* **Exercise aim**
Write out every line of the material below without changing anything.
##### Exercise input #####
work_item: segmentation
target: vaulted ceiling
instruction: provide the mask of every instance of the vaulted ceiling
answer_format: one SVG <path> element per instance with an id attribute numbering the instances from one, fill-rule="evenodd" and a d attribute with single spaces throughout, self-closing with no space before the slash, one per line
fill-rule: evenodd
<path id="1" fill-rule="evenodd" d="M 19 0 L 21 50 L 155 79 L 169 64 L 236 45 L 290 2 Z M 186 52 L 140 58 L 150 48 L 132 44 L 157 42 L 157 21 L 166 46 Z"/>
#####
* **Written answer**
work_item: segmentation
target: vaulted ceiling
instruction: provide the mask of every instance of the vaulted ceiling
answer_format: one SVG <path> element per instance with an id attribute numbering the instances from one, fill-rule="evenodd" and a d attribute with single spaces throughout, self-closing with no space before the slash, one per line
fill-rule: evenodd
<path id="1" fill-rule="evenodd" d="M 19 0 L 21 50 L 155 79 L 169 64 L 236 45 L 290 2 Z M 186 52 L 140 58 L 150 48 L 132 44 L 157 42 L 157 21 L 166 46 Z"/>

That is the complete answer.